* WORK INSTRUCTIONS
From the entries below, copy each line in which the word "tall" occurs.

[[ DATA EXTRACT, beginning ]]

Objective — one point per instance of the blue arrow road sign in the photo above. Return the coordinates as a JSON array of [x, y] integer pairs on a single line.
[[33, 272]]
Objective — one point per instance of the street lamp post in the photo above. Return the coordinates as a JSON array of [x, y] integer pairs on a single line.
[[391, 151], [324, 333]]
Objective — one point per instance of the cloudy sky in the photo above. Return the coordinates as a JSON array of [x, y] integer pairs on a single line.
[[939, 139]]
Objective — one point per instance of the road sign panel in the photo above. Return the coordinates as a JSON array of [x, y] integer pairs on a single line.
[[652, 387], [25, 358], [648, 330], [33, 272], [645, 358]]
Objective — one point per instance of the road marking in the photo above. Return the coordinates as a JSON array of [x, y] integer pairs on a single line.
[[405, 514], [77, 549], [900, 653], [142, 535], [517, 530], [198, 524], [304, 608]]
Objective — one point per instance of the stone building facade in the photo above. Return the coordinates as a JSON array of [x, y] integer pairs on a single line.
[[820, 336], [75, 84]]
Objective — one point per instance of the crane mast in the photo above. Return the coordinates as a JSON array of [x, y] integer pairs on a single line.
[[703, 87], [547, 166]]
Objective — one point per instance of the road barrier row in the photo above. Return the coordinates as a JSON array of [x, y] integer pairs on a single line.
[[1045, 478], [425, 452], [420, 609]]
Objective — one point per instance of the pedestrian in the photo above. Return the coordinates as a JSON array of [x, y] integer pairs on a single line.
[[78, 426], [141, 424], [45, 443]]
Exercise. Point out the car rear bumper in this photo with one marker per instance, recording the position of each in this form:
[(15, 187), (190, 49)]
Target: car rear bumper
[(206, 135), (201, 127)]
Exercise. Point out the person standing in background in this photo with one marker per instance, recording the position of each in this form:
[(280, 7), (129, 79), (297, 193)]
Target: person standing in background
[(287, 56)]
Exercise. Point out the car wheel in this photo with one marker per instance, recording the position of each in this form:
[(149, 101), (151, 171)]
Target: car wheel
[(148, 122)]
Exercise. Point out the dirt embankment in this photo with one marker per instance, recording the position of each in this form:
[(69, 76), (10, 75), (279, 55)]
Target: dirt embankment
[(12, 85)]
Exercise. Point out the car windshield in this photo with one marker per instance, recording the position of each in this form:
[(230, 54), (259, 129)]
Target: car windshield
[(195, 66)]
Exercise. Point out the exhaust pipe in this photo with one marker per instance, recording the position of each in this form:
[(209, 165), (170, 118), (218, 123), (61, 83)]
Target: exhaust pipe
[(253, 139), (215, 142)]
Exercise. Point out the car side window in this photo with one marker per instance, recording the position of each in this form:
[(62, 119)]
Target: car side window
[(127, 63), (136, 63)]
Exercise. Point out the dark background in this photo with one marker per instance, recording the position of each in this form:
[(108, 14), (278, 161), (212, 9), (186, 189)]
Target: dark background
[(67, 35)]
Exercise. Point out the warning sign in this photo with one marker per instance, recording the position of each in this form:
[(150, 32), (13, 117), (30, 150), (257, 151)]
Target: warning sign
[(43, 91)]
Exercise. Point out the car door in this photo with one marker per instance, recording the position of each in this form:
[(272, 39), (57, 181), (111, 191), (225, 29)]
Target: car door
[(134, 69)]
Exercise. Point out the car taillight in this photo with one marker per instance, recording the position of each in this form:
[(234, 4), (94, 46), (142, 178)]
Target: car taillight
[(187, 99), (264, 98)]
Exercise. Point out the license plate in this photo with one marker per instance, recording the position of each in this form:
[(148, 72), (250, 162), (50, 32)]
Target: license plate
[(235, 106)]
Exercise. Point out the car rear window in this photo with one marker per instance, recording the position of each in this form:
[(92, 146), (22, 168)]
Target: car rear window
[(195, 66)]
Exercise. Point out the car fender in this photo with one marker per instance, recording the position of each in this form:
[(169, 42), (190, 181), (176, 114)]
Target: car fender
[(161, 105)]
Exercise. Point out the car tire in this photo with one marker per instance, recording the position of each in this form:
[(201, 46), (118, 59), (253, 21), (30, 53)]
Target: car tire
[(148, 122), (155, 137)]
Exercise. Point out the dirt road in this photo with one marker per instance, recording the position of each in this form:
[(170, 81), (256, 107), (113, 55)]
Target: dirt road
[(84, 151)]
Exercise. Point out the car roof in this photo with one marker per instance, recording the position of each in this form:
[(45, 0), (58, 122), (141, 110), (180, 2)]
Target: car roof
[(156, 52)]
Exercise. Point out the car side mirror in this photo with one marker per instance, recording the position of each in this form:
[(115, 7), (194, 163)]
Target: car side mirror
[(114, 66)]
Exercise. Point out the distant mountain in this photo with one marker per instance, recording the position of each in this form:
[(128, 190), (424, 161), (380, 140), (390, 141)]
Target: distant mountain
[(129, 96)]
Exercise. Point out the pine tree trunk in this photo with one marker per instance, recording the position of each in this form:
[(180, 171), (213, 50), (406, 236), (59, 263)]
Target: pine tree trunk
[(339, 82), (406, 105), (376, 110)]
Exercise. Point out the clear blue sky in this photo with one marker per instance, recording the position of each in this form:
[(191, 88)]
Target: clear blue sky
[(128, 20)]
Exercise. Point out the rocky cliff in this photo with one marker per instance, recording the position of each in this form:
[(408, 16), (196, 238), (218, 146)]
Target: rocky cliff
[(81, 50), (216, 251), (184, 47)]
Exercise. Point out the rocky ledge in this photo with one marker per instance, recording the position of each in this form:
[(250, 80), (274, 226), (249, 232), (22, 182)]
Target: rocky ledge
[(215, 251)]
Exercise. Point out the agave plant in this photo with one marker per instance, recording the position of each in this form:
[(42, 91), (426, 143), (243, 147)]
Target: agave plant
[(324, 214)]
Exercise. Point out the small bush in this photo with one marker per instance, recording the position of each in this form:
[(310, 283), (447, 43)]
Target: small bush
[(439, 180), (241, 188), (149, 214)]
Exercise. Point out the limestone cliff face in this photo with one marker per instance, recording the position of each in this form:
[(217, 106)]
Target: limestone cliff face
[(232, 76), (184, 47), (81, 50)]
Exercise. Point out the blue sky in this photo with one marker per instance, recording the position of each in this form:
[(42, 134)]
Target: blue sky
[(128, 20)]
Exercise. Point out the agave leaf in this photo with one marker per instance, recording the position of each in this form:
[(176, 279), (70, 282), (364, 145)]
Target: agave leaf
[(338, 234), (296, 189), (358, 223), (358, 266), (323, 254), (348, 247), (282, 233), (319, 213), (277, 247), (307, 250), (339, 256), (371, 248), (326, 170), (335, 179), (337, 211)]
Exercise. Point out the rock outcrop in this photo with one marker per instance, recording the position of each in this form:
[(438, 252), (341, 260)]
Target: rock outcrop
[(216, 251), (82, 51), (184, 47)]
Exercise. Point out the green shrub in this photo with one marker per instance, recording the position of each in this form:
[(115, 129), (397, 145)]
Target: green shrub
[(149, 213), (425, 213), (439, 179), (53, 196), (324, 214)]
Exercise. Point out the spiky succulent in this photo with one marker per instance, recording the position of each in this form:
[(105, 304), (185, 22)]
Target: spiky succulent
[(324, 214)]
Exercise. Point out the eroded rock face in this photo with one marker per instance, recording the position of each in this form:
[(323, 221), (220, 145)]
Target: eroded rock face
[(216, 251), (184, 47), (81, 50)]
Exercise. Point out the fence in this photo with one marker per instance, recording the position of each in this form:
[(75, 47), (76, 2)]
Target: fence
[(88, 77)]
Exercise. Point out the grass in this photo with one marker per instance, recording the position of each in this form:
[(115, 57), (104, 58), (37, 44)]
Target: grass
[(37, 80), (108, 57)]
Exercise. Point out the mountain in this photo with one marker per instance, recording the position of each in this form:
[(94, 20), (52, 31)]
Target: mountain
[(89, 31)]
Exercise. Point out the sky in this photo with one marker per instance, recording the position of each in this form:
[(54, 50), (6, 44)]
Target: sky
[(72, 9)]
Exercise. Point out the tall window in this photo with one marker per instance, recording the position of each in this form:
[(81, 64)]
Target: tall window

[[ DATA EXTRACT, end ]]

* ANSWER TO THIS PROBLEM
Exercise. Point out the tall window in this photo with one marker per instance, recording the position of each in this form:
Target: tall window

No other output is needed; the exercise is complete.